Text extract ->

All eyes are on him now – like the song of thieves in Disney’s Aladdin, the world asks, “Are you in or out?” His ‘loose rhetoric’ last year implied he’s in. Yet he must seek Congressional approval, and most Americans are loath to enter into another Middle Eastern military commitment. The Syrian government calls his hesitance ‘a sign of weakness’. The opposition in Syria, afraid of a complete renegement, called him ‘a weak president’. Many fear Obama’s perch on the ledge of intervention – neither explicitly in nor out – further embolden’s Assad: heavy shelling of rebel strongholds in Damascus began shortly after Obama’s statement.
The problem is that a Syrian chemical attack is not only Obama’s problem. The US should not be the only one on the hot chair. The violation of international law is an attack against the whole international institution. The focus on the United States reveals deep divisions within a supposedly ‘united’ world order, one that refuses to adequately respond to a ‘mockery’ of its founding tenets. The international community must pull together and act according to its communal principles. Allowing anyone to cross the ‘red line’ now would mean giving the green light for any future violations of international law.
No one from the West wants to go to war. Washington doesn’t want to touch the quicksand that is the Syrian situation, nor do American taxpayers want to send troops and resources to the region. 10 Downing’s initial militaristic fervor was quickly calmed by the House of Commons, which refused to entangle the country in another Middle Eastern conflict. The people of the United Kingdom clearly support their Parliament’s decision to stay put. Merkel is in her pre-election preparations and does not need any war-related controversies.

Provided entries ->
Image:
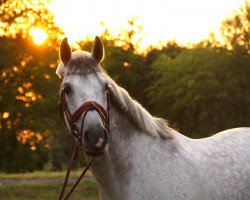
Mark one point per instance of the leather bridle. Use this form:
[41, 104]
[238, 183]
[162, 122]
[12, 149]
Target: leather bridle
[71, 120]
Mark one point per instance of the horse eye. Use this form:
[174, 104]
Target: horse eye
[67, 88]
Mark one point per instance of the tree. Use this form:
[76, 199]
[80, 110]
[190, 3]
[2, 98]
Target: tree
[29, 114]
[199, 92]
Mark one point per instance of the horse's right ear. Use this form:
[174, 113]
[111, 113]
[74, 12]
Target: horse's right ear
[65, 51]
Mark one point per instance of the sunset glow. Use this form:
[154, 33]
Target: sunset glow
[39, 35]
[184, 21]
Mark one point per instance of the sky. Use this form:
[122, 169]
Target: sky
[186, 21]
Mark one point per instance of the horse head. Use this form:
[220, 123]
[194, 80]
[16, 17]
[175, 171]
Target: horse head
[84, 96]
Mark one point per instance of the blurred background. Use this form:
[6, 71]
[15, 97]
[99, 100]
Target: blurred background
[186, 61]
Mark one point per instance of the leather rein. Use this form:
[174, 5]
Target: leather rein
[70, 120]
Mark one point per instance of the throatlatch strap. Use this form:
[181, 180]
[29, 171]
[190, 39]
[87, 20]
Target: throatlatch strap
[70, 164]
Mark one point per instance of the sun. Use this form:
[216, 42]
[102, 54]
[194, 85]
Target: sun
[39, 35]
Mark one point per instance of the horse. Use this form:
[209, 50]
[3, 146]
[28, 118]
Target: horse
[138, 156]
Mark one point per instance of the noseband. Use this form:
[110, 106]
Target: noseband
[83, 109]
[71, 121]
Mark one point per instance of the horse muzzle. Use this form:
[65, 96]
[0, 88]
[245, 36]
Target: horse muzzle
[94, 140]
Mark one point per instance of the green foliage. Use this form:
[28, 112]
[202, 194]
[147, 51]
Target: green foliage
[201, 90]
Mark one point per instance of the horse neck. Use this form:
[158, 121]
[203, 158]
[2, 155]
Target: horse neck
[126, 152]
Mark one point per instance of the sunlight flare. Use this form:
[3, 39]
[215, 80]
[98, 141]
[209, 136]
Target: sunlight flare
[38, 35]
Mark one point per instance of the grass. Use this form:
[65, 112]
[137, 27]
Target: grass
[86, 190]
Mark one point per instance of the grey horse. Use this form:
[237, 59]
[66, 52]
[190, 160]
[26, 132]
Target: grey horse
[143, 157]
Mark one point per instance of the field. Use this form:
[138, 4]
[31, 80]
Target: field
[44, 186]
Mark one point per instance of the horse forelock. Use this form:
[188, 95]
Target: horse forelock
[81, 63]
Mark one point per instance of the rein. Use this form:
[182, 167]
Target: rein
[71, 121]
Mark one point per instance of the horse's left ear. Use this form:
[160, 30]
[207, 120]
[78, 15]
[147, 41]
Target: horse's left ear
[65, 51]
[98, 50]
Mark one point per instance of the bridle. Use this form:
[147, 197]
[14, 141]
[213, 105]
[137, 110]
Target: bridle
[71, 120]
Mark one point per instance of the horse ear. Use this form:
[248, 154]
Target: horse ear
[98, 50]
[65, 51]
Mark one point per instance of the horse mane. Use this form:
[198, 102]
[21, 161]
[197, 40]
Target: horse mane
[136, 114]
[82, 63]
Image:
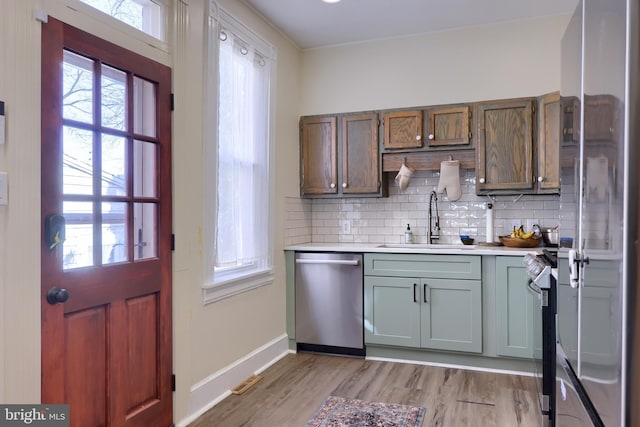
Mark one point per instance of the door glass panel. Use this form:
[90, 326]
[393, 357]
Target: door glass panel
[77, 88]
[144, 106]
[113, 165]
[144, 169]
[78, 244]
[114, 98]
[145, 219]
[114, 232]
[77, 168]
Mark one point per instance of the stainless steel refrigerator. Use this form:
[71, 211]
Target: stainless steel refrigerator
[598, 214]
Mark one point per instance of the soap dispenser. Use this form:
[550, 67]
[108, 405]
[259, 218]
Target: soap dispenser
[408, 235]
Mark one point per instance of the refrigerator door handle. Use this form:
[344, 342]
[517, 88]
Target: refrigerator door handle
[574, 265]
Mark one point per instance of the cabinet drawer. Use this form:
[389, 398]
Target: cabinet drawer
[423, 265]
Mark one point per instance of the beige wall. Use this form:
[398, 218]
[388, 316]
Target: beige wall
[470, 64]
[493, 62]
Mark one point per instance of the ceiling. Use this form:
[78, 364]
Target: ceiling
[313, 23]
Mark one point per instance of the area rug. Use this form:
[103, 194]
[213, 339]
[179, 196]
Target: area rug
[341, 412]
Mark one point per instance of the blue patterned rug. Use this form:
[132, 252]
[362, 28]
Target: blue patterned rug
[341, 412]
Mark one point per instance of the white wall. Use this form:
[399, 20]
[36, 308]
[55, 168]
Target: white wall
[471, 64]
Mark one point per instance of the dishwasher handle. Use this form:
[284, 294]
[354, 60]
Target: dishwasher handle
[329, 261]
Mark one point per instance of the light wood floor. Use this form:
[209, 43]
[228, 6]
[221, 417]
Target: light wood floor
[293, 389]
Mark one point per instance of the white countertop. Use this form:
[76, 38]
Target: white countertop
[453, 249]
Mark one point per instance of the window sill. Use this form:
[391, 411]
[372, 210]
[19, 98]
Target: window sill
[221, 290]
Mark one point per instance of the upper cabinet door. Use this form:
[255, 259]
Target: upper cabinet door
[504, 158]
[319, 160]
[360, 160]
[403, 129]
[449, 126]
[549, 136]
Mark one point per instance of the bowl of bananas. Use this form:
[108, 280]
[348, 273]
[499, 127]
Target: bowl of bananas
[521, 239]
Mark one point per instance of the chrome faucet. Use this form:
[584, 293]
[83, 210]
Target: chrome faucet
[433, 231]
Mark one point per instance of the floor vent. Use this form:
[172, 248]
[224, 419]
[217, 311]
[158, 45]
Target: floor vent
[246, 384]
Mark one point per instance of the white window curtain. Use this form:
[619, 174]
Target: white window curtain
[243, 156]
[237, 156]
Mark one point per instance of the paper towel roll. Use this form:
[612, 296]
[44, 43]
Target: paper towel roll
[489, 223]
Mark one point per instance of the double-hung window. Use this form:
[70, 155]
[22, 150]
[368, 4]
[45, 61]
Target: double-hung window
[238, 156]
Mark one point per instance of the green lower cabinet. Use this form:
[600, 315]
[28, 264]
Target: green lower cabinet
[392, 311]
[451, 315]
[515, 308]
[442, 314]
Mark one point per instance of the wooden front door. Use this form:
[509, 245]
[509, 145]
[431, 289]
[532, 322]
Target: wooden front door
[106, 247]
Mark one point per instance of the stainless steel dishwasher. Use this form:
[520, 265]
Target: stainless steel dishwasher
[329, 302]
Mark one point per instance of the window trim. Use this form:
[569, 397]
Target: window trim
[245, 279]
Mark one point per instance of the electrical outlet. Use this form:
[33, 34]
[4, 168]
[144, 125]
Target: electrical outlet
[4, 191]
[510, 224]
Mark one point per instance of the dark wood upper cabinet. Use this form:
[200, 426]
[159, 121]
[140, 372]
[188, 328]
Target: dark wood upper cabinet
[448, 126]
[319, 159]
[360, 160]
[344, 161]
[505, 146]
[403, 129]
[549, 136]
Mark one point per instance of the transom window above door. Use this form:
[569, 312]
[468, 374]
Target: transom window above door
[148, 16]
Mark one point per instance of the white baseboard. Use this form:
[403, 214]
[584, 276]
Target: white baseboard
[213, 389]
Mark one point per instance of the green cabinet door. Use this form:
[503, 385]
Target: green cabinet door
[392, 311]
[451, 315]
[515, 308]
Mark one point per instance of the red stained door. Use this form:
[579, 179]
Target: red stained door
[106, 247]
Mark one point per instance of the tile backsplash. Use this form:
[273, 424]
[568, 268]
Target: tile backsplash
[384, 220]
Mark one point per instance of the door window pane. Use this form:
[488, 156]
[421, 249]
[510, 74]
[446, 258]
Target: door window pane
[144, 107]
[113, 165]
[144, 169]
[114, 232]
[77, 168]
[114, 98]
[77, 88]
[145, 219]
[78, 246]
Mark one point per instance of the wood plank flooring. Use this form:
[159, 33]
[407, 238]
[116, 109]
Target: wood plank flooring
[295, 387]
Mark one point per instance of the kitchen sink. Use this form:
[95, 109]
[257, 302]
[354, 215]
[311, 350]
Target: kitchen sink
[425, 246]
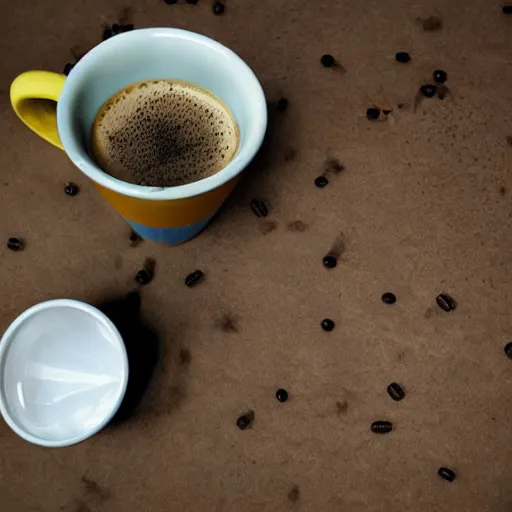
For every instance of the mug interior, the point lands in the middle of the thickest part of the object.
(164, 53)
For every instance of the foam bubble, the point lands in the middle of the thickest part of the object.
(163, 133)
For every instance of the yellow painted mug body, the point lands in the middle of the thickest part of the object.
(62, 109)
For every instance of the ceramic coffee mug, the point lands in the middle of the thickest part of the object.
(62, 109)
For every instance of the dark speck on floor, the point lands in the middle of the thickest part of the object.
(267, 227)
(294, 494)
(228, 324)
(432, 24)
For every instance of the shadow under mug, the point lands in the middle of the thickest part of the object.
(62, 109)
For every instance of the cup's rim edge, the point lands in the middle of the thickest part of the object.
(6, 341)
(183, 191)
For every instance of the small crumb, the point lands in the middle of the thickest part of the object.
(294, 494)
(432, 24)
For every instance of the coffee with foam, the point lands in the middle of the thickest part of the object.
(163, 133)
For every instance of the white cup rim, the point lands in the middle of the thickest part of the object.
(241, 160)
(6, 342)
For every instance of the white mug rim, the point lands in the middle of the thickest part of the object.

Given task A ->
In the entries, edit everything from the line containing "For every instance of the small" down to the last line of the entries, swapping "thickest part" for "widest part" and leaving the rest untouched.
Given task B ->
Continue the piece on Syria and the chemical-weapons red line from the point where it stops.

Task answer A ->
For every instance of the small crumb, the point lands in the middle of the widest part of the object.
(294, 494)
(432, 24)
For every instance of the coffee with foam, the point lands in the middle of the widest part of the object.
(163, 133)
For every instance of the white cup rim, the point lands in the middle of the widest part of the object.
(241, 160)
(6, 342)
For every instance of the white mug rim, the point lands in the middle of the widest part of the object.

Task answer B ->
However, a reaction is necessary. Such a violation of international law should be appropriately addressed, regardless of domestic political pursuits. It is not only America’s business to go around policing – this attack was against all 189 signatories of the Chemical Weapons Convention, and each and every one of them should in respond.
I would like to think that we do not live in a unipolar world, but rather a multilateral community where the balance of power is kept by all. I would like to think that collective security organizations such as the United Nations are truly forums for debate and action, rather than extensions of influence for dominant nations. A chemical attack violates international norms – Syria is therefore the business of Australia and Fiji as much as it is that of the US and UK.
Potential international law breakers, such as North Korea and Iran, are watching to see how the international community will react to a challenge of its founding tenets. So far, what they are seeing is a failure to respond. What is behind this failure is yet unclear.